[Prompt] Using only the records, tally the lines with "block" in them and state that total by itself.

[Data]

-------

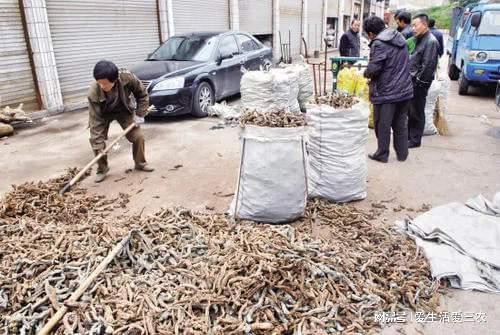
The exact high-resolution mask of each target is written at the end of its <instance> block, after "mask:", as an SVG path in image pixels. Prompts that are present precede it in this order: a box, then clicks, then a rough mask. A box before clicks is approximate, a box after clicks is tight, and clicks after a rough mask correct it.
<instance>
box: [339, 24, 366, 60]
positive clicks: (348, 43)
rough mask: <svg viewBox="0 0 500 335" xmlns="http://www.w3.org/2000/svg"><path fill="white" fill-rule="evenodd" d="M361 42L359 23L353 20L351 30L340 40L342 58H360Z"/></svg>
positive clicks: (349, 30) (341, 54)
mask: <svg viewBox="0 0 500 335" xmlns="http://www.w3.org/2000/svg"><path fill="white" fill-rule="evenodd" d="M360 49H361V42H360V38H359V21H358V20H357V19H354V20H352V22H351V28H349V30H348V31H346V32H345V33H344V34H343V35H342V37H341V38H340V45H339V51H340V56H341V57H359V51H360Z"/></svg>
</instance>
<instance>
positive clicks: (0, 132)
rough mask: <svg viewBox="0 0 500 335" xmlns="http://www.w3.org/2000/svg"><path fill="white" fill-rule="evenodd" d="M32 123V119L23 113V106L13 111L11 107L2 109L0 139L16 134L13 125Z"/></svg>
mask: <svg viewBox="0 0 500 335" xmlns="http://www.w3.org/2000/svg"><path fill="white" fill-rule="evenodd" d="M16 122H31V118H30V117H29V116H28V115H27V114H26V113H25V112H24V111H23V104H19V106H17V108H15V109H12V108H10V107H9V106H6V107H3V108H1V109H0V138H2V137H4V136H11V135H12V134H14V127H12V123H16Z"/></svg>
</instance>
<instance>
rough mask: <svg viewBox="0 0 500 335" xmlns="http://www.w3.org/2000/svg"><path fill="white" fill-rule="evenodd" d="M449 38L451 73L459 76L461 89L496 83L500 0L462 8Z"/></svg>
mask: <svg viewBox="0 0 500 335" xmlns="http://www.w3.org/2000/svg"><path fill="white" fill-rule="evenodd" d="M455 13H460V16H459V19H458V20H454V24H452V28H453V32H452V33H451V36H450V40H449V41H448V46H447V53H448V55H449V60H448V76H449V77H450V79H451V80H457V79H458V86H459V89H458V93H459V94H460V95H466V94H467V92H468V89H469V86H479V85H496V84H497V82H498V81H499V80H500V2H499V1H490V2H489V3H488V2H480V3H479V4H478V5H477V6H476V7H474V8H472V9H471V10H470V11H468V10H461V11H456V9H454V14H455Z"/></svg>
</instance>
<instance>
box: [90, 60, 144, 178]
mask: <svg viewBox="0 0 500 335" xmlns="http://www.w3.org/2000/svg"><path fill="white" fill-rule="evenodd" d="M94 79H95V80H96V81H95V82H94V83H92V85H91V86H90V89H89V93H88V100H89V128H90V145H91V146H92V149H93V150H94V154H95V155H98V154H99V153H100V152H102V151H103V150H104V149H105V148H106V140H107V138H108V130H109V125H110V124H111V122H112V121H113V120H116V121H118V123H119V124H120V126H121V127H122V128H123V129H126V128H127V127H129V126H130V125H131V124H133V123H135V119H134V118H135V116H136V115H137V116H139V117H144V116H146V114H147V112H148V107H149V98H148V93H147V91H146V89H145V88H144V86H143V85H142V83H141V82H140V80H139V79H137V77H136V76H135V75H134V74H132V73H131V72H129V71H128V70H125V69H121V70H118V67H117V66H116V65H115V64H114V63H112V62H110V61H106V60H102V61H99V62H98V63H97V64H96V65H95V67H94ZM132 96H134V97H135V102H134V101H133V99H132ZM126 137H127V140H129V142H131V143H132V153H133V158H134V162H135V169H136V170H140V171H146V172H152V171H153V170H154V169H153V168H152V167H150V166H149V165H148V164H147V163H146V158H145V155H144V135H143V134H142V131H141V129H140V128H139V125H136V127H134V128H133V129H132V130H130V131H129V132H128V133H127V134H126ZM108 171H109V166H108V160H107V156H103V157H102V158H101V159H99V161H98V163H97V175H96V178H95V182H96V183H99V182H102V181H103V180H104V179H105V178H106V174H107V173H108Z"/></svg>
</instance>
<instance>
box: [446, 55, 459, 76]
mask: <svg viewBox="0 0 500 335" xmlns="http://www.w3.org/2000/svg"><path fill="white" fill-rule="evenodd" d="M448 77H450V79H451V80H457V79H458V78H459V77H460V71H459V70H458V68H457V66H456V65H455V64H453V62H452V61H451V56H449V57H448Z"/></svg>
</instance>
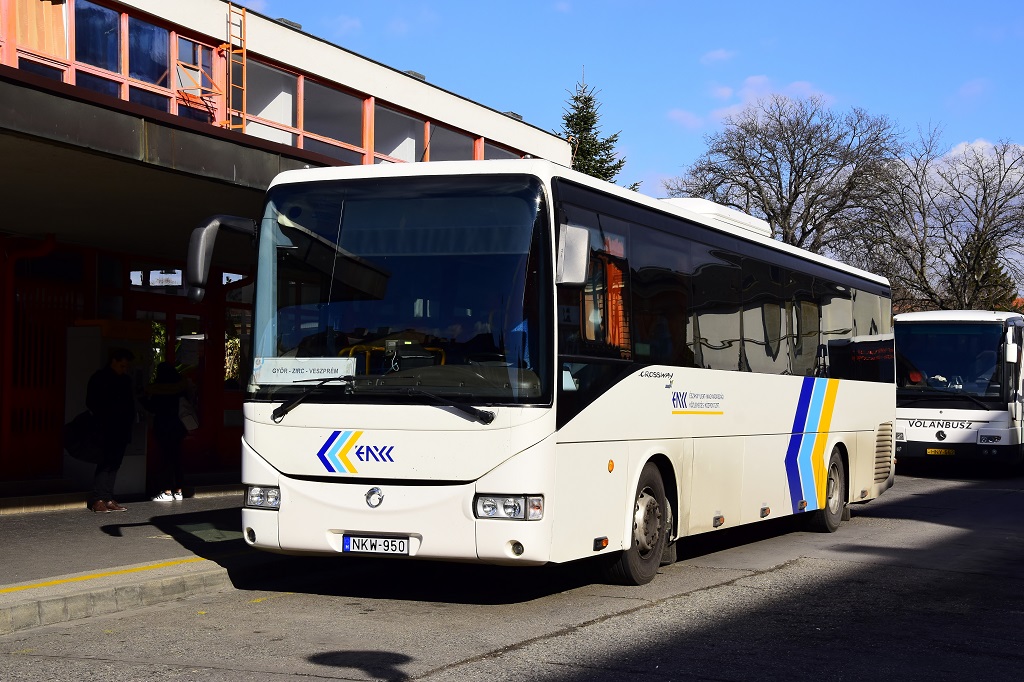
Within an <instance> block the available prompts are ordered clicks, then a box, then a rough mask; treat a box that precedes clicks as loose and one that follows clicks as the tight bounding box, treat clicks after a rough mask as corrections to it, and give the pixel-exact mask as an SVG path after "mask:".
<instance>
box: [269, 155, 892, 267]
mask: <svg viewBox="0 0 1024 682" xmlns="http://www.w3.org/2000/svg"><path fill="white" fill-rule="evenodd" d="M496 173H510V174H512V173H519V174H528V175H535V176H537V177H540V178H543V179H545V180H546V181H550V180H551V179H552V178H556V177H560V178H565V179H566V180H571V181H572V182H575V183H578V184H582V185H586V186H589V187H592V188H594V189H598V190H601V191H604V193H607V194H609V195H613V196H616V197H620V198H621V199H624V200H626V201H629V202H633V203H636V204H639V205H642V206H646V207H648V208H651V209H654V210H656V211H660V212H663V213H668V214H670V215H675V216H679V217H682V218H685V219H687V220H690V221H692V222H696V223H699V224H701V225H705V226H707V227H710V228H712V229H715V230H718V231H720V232H724V233H727V235H730V236H732V237H735V238H737V239H740V240H744V241H748V242H755V243H758V244H763V245H765V246H768V247H769V248H772V249H775V250H776V251H781V252H784V253H788V254H792V255H794V256H797V257H799V258H803V259H805V260H809V261H812V262H816V263H820V264H822V265H825V266H827V267H831V268H834V269H838V270H842V271H844V272H848V273H850V274H852V275H854V276H858V278H861V279H864V280H868V281H871V282H876V283H879V284H882V285H884V286H886V287H888V286H889V281H888V280H887V279H886V278H884V276H881V275H879V274H874V273H872V272H868V271H866V270H862V269H860V268H858V267H854V266H852V265H847V264H846V263H844V262H842V261H838V260H834V259H831V258H827V257H825V256H821V255H819V254H815V253H811V252H810V251H805V250H803V249H799V248H797V247H795V246H791V245H788V244H783V243H782V242H779V241H778V240H774V239H772V238H771V237H770V236H765V235H764V233H762V232H761V231H760V230H757V229H754V228H752V226H740V225H739V224H737V222H735V221H726V220H722V219H718V217H717V216H715V215H713V214H709V213H708V212H700V213H697V212H695V211H693V210H690V209H688V208H685V207H684V206H685V203H683V204H684V205H683V206H680V202H674V201H666V200H664V199H654V198H652V197H648V196H646V195H642V194H640V193H639V191H632V190H630V189H627V188H625V187H621V186H618V185H616V184H612V183H611V182H605V181H604V180H599V179H597V178H594V177H591V176H590V175H586V174H585V173H580V172H579V171H574V170H572V169H570V168H566V167H565V166H560V165H558V164H555V163H553V162H550V161H545V160H543V159H510V160H492V161H430V162H425V163H406V164H375V165H358V166H331V167H327V168H305V169H299V170H291V171H285V172H283V173H281V174H280V175H278V176H276V177H275V178H274V179H273V181H272V182H271V183H270V187H271V188H272V187H274V186H276V185H279V184H286V183H295V182H316V181H325V180H352V179H360V178H374V177H414V176H417V177H419V176H424V177H425V176H437V175H493V174H496ZM723 208H725V207H723ZM756 220H757V219H756V218H753V217H751V221H752V222H753V221H756Z"/></svg>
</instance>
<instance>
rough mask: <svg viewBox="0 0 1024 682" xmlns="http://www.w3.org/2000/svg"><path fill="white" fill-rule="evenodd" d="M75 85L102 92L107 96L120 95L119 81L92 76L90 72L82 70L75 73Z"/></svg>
mask: <svg viewBox="0 0 1024 682" xmlns="http://www.w3.org/2000/svg"><path fill="white" fill-rule="evenodd" d="M75 85H78V86H79V87H83V88H85V89H86V90H92V91H93V92H98V93H99V94H104V95H106V96H109V97H121V84H120V83H118V82H117V81H109V80H106V79H105V78H100V77H99V76H93V75H92V74H90V73H87V72H84V71H79V72H78V73H76V74H75Z"/></svg>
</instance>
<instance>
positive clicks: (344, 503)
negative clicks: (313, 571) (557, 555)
mask: <svg viewBox="0 0 1024 682" xmlns="http://www.w3.org/2000/svg"><path fill="white" fill-rule="evenodd" d="M262 484H263V485H269V484H271V483H269V482H263V483H262ZM274 484H275V485H276V486H278V487H279V488H280V489H281V507H280V508H279V509H278V510H270V509H253V508H249V507H243V510H242V528H243V535H244V537H245V539H246V543H248V544H249V545H250V546H252V547H255V548H258V549H262V550H266V551H270V552H278V553H283V554H312V555H340V556H372V555H374V554H368V553H362V552H355V551H352V542H351V539H352V538H374V539H384V540H398V541H402V540H404V541H407V542H408V546H407V547H408V555H404V554H403V555H401V556H409V557H417V558H422V559H439V560H447V561H473V562H482V563H492V564H509V565H512V564H520V565H522V564H526V565H540V564H544V563H547V562H548V561H549V560H550V547H551V523H550V522H549V521H547V520H546V519H542V520H539V521H524V520H511V519H477V518H475V517H474V514H473V500H474V496H475V494H476V484H475V483H472V482H470V483H462V484H438V485H403V484H400V483H392V482H386V481H362V480H359V481H349V480H346V481H338V482H336V483H335V482H332V483H330V484H325V483H324V482H323V481H319V482H313V481H304V480H296V479H291V478H288V477H287V476H281V475H280V474H278V475H276V481H275V483H274ZM371 503H374V504H377V506H376V507H373V506H371ZM346 537H348V538H349V539H350V540H349V542H348V543H346V542H345V538H346Z"/></svg>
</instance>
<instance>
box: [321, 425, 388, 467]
mask: <svg viewBox="0 0 1024 682" xmlns="http://www.w3.org/2000/svg"><path fill="white" fill-rule="evenodd" d="M361 435H362V431H335V432H333V433H332V434H331V435H330V437H328V439H327V441H326V442H325V443H324V445H323V446H322V447H321V449H319V452H318V453H316V457H317V458H319V461H321V463H322V464H323V465H324V468H325V469H327V470H328V471H330V472H331V473H349V474H353V473H357V471H356V469H355V467H354V466H353V465H352V460H351V459H349V454H350V453H353V452H354V454H355V460H356V461H357V462H370V461H374V462H394V458H393V457H392V456H391V454H392V453H393V452H394V445H358V444H356V441H357V440H358V439H359V436H361Z"/></svg>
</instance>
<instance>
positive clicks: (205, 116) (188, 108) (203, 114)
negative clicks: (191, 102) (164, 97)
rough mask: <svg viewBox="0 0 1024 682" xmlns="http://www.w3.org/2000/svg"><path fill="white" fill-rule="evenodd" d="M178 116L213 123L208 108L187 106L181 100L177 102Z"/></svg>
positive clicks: (201, 122) (212, 117)
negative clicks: (200, 108)
mask: <svg viewBox="0 0 1024 682" xmlns="http://www.w3.org/2000/svg"><path fill="white" fill-rule="evenodd" d="M178 116H180V117H182V118H185V119H188V120H189V121H199V122H200V123H213V114H212V113H211V112H210V110H207V109H200V108H198V106H187V105H185V104H182V103H181V102H178Z"/></svg>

-------

[Output for this task] 2